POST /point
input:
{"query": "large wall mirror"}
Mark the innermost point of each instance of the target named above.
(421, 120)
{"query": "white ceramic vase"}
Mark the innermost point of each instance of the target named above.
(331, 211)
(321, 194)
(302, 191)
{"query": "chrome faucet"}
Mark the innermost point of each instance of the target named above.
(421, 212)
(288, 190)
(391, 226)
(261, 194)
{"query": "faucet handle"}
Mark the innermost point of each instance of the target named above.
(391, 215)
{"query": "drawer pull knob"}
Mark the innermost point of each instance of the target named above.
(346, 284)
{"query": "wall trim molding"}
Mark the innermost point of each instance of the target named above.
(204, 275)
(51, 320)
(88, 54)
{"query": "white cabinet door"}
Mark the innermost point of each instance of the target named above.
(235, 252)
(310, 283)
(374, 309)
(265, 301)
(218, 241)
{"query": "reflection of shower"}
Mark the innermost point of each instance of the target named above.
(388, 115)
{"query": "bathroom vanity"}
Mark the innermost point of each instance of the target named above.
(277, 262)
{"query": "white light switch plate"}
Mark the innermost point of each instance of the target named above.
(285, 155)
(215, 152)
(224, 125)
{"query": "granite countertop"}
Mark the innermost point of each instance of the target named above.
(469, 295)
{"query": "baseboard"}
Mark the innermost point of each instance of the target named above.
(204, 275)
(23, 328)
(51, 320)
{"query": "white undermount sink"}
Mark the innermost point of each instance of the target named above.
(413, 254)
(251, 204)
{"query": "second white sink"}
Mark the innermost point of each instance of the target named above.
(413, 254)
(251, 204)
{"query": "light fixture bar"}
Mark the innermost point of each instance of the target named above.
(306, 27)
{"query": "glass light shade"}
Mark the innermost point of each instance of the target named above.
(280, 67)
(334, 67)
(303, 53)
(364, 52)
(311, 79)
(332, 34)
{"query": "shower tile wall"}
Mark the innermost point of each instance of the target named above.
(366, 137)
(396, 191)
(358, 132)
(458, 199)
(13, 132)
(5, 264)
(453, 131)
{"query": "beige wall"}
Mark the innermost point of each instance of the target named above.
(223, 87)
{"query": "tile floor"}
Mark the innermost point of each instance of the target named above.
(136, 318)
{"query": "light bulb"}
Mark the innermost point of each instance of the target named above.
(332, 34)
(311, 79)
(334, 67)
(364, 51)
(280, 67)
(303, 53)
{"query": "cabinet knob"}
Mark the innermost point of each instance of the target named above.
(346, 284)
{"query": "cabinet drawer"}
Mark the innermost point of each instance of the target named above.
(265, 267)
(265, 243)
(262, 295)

# # # # # # #

WHAT YOU HAVE TO DO:
Which lines of the items above contain the word "drawer"? Copy each one.

RESPONSE TO THE EXERCISE:
{"query": "drawer pull knob"}
{"query": "cabinet drawer"}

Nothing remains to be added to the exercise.